- What this task involves:
Repeat the whole listing below, word for word.

- Data in this exercise:
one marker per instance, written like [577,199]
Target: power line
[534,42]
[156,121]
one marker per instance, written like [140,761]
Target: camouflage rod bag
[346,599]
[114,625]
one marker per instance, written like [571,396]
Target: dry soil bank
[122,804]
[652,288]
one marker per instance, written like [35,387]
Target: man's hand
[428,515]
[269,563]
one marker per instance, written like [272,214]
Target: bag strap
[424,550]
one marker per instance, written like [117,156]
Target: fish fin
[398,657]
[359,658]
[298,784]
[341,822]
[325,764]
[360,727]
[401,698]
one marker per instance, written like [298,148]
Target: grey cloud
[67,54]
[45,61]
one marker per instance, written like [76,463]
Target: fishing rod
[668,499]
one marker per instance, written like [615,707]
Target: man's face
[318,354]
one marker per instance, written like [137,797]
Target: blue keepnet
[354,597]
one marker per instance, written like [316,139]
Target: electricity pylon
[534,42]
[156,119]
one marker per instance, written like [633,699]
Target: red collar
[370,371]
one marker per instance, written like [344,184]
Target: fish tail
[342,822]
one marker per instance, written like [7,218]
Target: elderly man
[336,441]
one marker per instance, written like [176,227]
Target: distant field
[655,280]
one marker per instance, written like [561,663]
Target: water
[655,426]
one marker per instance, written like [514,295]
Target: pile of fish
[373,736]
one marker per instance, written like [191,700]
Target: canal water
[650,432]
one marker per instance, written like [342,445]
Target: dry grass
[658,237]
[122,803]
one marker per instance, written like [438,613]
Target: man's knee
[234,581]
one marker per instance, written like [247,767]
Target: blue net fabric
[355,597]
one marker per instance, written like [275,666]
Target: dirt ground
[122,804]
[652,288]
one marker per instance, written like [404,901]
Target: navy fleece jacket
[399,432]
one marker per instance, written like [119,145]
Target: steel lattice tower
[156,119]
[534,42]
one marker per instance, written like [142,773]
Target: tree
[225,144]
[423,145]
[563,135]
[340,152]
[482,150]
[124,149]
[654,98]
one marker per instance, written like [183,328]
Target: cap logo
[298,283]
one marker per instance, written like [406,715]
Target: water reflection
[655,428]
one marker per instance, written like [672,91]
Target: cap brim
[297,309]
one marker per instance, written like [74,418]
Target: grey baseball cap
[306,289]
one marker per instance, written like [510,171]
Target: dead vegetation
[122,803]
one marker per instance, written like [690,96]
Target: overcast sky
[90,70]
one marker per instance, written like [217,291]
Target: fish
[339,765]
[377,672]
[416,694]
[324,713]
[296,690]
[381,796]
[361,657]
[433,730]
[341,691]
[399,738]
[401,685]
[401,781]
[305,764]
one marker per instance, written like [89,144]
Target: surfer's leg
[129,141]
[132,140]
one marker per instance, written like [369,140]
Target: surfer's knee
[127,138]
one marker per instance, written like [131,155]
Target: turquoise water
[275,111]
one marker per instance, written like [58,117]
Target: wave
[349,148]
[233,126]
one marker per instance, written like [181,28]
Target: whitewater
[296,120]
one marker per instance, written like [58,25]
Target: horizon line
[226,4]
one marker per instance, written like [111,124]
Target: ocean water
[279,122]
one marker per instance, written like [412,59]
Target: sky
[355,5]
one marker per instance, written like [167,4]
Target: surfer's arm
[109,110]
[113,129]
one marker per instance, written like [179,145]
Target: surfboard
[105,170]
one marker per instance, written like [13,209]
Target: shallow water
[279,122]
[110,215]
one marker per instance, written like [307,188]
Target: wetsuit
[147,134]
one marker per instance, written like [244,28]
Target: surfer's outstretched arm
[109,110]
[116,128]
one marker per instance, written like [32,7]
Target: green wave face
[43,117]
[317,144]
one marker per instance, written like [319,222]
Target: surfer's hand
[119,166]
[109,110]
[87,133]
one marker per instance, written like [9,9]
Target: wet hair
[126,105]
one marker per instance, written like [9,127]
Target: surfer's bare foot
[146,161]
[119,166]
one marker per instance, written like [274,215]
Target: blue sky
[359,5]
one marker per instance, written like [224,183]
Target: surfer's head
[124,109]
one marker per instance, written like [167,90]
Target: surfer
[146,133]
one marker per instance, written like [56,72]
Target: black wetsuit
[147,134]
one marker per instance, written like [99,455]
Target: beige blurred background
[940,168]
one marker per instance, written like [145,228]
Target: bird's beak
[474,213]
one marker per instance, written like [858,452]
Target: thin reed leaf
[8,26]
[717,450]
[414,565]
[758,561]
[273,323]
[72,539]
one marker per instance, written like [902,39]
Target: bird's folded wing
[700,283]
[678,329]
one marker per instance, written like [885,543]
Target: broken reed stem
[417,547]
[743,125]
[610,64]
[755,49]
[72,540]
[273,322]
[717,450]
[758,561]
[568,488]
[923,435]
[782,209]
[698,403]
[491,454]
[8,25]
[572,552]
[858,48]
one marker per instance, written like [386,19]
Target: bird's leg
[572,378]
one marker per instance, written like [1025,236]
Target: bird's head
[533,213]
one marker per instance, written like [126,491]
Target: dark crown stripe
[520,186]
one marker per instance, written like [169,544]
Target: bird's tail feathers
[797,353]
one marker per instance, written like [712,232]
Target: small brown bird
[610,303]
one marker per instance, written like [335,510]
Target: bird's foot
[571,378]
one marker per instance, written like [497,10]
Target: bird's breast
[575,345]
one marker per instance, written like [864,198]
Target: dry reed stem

- Result of this exercise:
one marker per instance, written like [577,199]
Target: power line
[534,42]
[156,121]
one marker per instance, written like [140,761]
Target: camouflage rod bag
[346,599]
[114,625]
one marker per instance, written like [571,396]
Target: dry soil bank
[122,804]
[652,288]
one marker per instance, written like [35,387]
Target: man's hand
[428,515]
[269,563]
one marker per instance, written like [272,214]
Target: bag strap
[424,550]
one marker per instance, written like [117,156]
Target: fish fin
[398,657]
[359,658]
[298,784]
[341,822]
[325,764]
[360,727]
[401,698]
one marker per instance, written like [298,148]
Target: grey cloud
[67,54]
[45,61]
one marker per instance, written like [76,463]
Target: fishing rod
[668,499]
one marker per instance, written like [615,707]
Target: man's face
[318,354]
one marker per instance, written like [137,797]
Target: blue keepnet
[354,597]
one marker per instance, written like [316,139]
Target: electricity pylon
[534,42]
[156,119]
one marker per instance, written like [633,699]
Target: red collar
[370,371]
one marker per instance, written like [344,184]
Target: fish tail
[342,822]
one marker per instance, written like [7,218]
Target: elderly man
[336,441]
one marker per instance, written like [176,227]
Target: distant field
[655,280]
one marker per instance, written like [561,663]
Target: water
[655,426]
one marker per instance, written like [514,295]
Target: pile of fish
[373,736]
one marker per instance, written like [191,700]
Target: canal water
[650,432]
one marker per instance, written like [342,445]
Target: dry grass
[658,237]
[122,803]
one marker per instance, written like [438,613]
Target: man's knee
[234,581]
one marker per instance, written like [247,767]
Target: blue net fabric
[355,597]
one marker per instance, written like [275,666]
Target: dirt ground
[122,804]
[652,288]
one marker per instance, written like [404,901]
Target: navy fleece jacket
[399,432]
one marker per instance, written like [119,145]
Target: steel lattice tower
[156,119]
[534,42]
one marker per instance, written like [142,773]
Target: tree
[225,144]
[423,145]
[563,135]
[340,152]
[482,150]
[124,149]
[654,98]
one marker per instance, written like [183,328]
Target: cap logo
[298,283]
one marker per instance, written like [406,715]
Target: water reflection
[655,428]
one marker per instance, written like [672,91]
Target: cap brim
[297,309]
one marker per instance, written like [74,418]
Target: grey baseball cap
[306,289]
one marker per instance, written like [510,171]
Target: dead vegetation
[122,803]
one marker per instance, written like [690,96]
Target: overcast sky
[90,70]
one marker per instance, written like [217,291]
Target: fish
[339,765]
[377,672]
[416,694]
[324,713]
[296,690]
[381,796]
[361,657]
[433,730]
[341,691]
[399,738]
[401,685]
[401,781]
[305,764]
one marker per instance, written like [89,144]
Target: surfer's leg
[129,141]
[132,140]
one marker per instance, written like [369,140]
Target: surfer's knee
[127,138]
one marker per instance, written like [131,155]
Target: turquoise water
[275,111]
one marker per instance, written like [58,117]
Target: wave
[349,148]
[233,126]
one marker per instance, written like [181,28]
Target: whitewater
[296,120]
one marker per instance, written like [58,25]
Target: horizon line
[226,4]
one marker per instance, written like [111,124]
Target: ocean water
[279,122]
one marker per instance, written like [412,59]
Target: sky
[355,5]
one marker per instance, written like [167,4]
Target: surfer's arm
[109,110]
[113,129]
one marker per instance, written like [179,145]
Target: surfboard
[105,170]
one marker per instance, written like [13,209]
Target: shallow water
[279,122]
[110,215]
one marker per instance, written like [307,188]
Target: wetsuit
[147,134]
one marker per instance, written like [244,28]
Target: surfer's outstretched arm
[109,110]
[116,128]
one marker per instance, written like [32,7]
Target: green wave face
[43,117]
[317,144]
one marker per instance, written like [319,222]
Target: surfer's hand
[119,166]
[109,110]
[87,133]
one marker per instance, written like [9,9]
Target: wet hair
[126,105]
one marker per instance, written like [9,127]
Target: surfer's bare foot
[146,161]
[119,166]
one marker per instance, written like [274,215]
Target: blue sky
[359,5]
one marker per instance, written like [224,183]
Target: surfer's head
[124,109]
one marker per instance, written like [167,90]
Target: surfer
[146,133]
one marker per instance, written like [56,72]
Target: black wetsuit
[147,134]
one marker per instance, written like [99,455]
Target: beige blurred background
[940,168]
one marker per instance, written like [145,228]
Target: bird's beak
[474,213]
one marker per instance, written like [858,452]
Target: thin reed leaf
[8,26]
[717,450]
[414,565]
[758,561]
[273,323]
[72,539]
one marker per instance, written like [902,39]
Target: bird's folded wing
[700,283]
[678,329]
one marker per instance, written like [885,543]
Target: broken reed stem
[417,547]
[743,125]
[610,64]
[755,49]
[72,540]
[273,322]
[717,450]
[758,561]
[568,488]
[923,435]
[782,209]
[698,403]
[491,454]
[8,25]
[572,552]
[858,48]
one marker per instance, written like [386,19]
Target: bird's leg
[572,378]
one marker per instance, written like [1025,236]
Target: bird's head
[533,213]
one marker per instance, written like [126,491]
Target: dark crown stripe
[520,186]
one marker per instance, written like [169,544]
Target: bird's tail feathers
[797,353]
one marker per instance, written like [712,232]
Target: small brown bird
[610,303]
one marker per instance, written like [335,510]
Target: bird's foot
[571,378]
one marker per instance, written like [497,10]
Target: bird's breast
[575,345]
one marker per instance, written like [864,198]
Target: dry reed stem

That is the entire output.